-- TASK INPUTS follows --
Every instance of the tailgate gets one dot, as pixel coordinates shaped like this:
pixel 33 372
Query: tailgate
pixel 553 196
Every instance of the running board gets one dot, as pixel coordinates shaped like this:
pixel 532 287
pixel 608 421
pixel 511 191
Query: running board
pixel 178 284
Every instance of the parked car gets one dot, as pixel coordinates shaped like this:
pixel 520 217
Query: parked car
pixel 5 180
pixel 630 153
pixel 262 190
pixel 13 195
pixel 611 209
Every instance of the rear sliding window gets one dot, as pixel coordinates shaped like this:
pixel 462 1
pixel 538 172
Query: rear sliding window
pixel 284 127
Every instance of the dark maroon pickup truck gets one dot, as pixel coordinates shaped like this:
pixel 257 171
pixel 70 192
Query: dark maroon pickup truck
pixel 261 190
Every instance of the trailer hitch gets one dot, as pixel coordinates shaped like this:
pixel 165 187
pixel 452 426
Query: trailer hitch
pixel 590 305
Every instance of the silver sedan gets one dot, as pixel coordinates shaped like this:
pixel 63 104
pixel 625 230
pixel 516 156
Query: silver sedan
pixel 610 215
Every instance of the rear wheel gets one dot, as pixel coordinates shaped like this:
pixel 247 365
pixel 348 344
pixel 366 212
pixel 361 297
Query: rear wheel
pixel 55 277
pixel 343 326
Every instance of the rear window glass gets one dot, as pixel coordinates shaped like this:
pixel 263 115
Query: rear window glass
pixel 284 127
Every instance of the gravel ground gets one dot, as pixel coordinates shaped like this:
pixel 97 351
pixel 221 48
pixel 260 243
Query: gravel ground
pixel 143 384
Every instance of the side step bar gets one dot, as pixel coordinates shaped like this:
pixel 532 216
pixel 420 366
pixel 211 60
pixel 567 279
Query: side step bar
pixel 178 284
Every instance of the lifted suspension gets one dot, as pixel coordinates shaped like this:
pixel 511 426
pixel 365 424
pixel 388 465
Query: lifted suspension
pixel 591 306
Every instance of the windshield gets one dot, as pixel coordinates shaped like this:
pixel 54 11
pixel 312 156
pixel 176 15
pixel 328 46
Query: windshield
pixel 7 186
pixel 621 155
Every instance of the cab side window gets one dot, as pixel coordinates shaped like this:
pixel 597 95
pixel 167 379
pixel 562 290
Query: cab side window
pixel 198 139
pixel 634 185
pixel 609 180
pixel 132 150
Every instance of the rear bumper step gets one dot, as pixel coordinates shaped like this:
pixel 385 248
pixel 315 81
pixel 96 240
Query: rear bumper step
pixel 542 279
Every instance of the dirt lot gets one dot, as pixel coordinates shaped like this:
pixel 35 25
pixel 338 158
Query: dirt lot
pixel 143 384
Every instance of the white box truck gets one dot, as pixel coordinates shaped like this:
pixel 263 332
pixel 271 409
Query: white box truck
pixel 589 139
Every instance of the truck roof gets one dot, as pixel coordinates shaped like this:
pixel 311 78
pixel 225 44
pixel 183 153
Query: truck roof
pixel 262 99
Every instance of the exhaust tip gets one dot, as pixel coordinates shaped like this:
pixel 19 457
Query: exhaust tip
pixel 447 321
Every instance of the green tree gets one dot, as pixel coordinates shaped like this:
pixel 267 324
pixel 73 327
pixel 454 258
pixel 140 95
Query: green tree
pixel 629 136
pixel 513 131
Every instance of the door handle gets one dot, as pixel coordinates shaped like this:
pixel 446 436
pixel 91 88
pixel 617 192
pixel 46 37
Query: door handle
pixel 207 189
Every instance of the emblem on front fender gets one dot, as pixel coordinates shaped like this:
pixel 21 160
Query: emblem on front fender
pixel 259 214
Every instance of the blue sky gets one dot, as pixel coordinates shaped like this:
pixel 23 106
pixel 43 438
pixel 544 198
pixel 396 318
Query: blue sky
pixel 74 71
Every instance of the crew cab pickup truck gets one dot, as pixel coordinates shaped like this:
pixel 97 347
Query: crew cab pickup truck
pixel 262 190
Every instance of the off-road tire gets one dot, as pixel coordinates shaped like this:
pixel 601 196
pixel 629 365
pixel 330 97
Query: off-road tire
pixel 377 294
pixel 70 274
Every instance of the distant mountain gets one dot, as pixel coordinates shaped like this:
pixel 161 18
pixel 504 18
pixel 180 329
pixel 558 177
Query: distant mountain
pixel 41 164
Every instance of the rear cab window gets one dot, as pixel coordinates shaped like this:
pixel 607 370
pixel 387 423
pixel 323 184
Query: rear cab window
-- TASK INPUTS concluded --
PROBLEM TO SOLVE:
Copy out the records once more, exactly as they are written.

TASK OUTPUT:
Every instance of the tailgate gets one dot, as pixel coordinates shaped like this:
pixel 33 372
Query: tailgate
pixel 553 196
Every instance of the running board gets one dot, as pixel coordinates shaped like this:
pixel 532 287
pixel 608 421
pixel 511 191
Query: running board
pixel 178 284
Every instance of the parked car gets one dot, as pixel coordinates shaped like this:
pixel 520 217
Query: parked car
pixel 5 180
pixel 630 153
pixel 262 190
pixel 13 195
pixel 611 209
Every instance of the rear sliding window gets one dot, as pixel coordinates shaped like this:
pixel 462 1
pixel 538 172
Query: rear sliding window
pixel 284 127
Every instance of the dark maroon pickup truck gets one dot, as pixel coordinates shaped like this:
pixel 257 171
pixel 70 192
Query: dark maroon pickup truck
pixel 261 190
Every instance of the trailer hitch gets one dot, as pixel coordinates shaped like this:
pixel 165 187
pixel 452 426
Query: trailer hitch
pixel 590 305
Every instance of the silver sedan gets one dot, as pixel coordinates shaped like this:
pixel 63 104
pixel 625 230
pixel 516 156
Query: silver sedan
pixel 610 215
Every instance of the rear wheel gets one dot, as pixel coordinates shaped like this:
pixel 247 365
pixel 348 344
pixel 366 212
pixel 361 297
Query: rear wheel
pixel 55 277
pixel 343 326
Every instance of the rear window glass gets one dot, as pixel coordinates shaped like this:
pixel 263 115
Query: rear window glass
pixel 284 127
Every instance of the gravel ground gets one dot, as pixel coordinates shaped like this:
pixel 97 351
pixel 221 48
pixel 260 243
Query: gravel ground
pixel 143 384
Every instance of the side step bar gets one dot, as pixel coordinates shaped like this:
pixel 532 216
pixel 420 366
pixel 211 60
pixel 567 279
Query: side step bar
pixel 178 284
Every instance of the lifted suspension gets one dot, as pixel coordinates shaped like this:
pixel 511 426
pixel 365 424
pixel 388 465
Query: lifted suspension
pixel 591 306
Every instance of the windshield gets one dot, as pixel coordinates shaped like this:
pixel 54 11
pixel 312 156
pixel 176 15
pixel 328 46
Query: windshield
pixel 7 186
pixel 621 155
Every instance of the cab side window gets one dot, as pixel coordinates shaped like this:
pixel 597 95
pixel 167 379
pixel 562 290
Query: cab side window
pixel 198 139
pixel 634 185
pixel 609 180
pixel 132 150
Every instance of the rear bumper step gets one dot, as pixel coordinates shaped like this:
pixel 385 248
pixel 315 81
pixel 96 240
Query: rear bumper step
pixel 542 279
Every instance of the dirt lot gets one dot, as pixel coordinates shaped like this:
pixel 35 25
pixel 338 158
Query: dirt lot
pixel 143 384
Every instance of the white box truck gets one dot, as pixel coordinates shaped like this:
pixel 263 332
pixel 271 409
Query: white box truck
pixel 589 139
Every instance of the truck roof gets one dot, as pixel coordinates shaped like this:
pixel 311 78
pixel 225 44
pixel 183 153
Query: truck roof
pixel 262 99
Every instance of the exhaust tip gets one dot, as pixel coordinates shaped like this:
pixel 19 457
Query: exhaust tip
pixel 447 321
Every instance of the green tree gets one dot, as pixel coordinates shaped like this:
pixel 267 324
pixel 73 327
pixel 454 258
pixel 140 95
Query: green tree
pixel 629 136
pixel 513 131
Every instance of the door handle gets one dot, as pixel coordinates shaped like this:
pixel 446 436
pixel 91 88
pixel 617 192
pixel 46 37
Query: door handle
pixel 207 189
Every instance of the emblem on front fender gets one dot, as pixel coordinates shaped like this:
pixel 21 160
Query: emblem on front fender
pixel 259 214
Every instance of the blue sky gets one dot, as pixel coordinates shaped like this:
pixel 23 106
pixel 43 438
pixel 544 198
pixel 396 318
Query: blue sky
pixel 74 71
Every instance of the crew cab pickup truck gets one dot, as pixel coordinates shaped like this:
pixel 97 347
Query: crew cab pickup truck
pixel 262 190
Every instance of the off-road tire gets one dot, as pixel coordinates shaped like this:
pixel 601 196
pixel 629 365
pixel 330 97
Query: off-road tire
pixel 377 294
pixel 70 274
Every instance of the distant mountain gets one dot, as pixel coordinates shaped like this:
pixel 161 18
pixel 504 18
pixel 180 329
pixel 558 177
Query: distant mountain
pixel 41 164
Every instance of the rear cab window gets one dot, as pixel coordinates shaped like this:
pixel 607 370
pixel 387 423
pixel 323 184
Query: rear cab window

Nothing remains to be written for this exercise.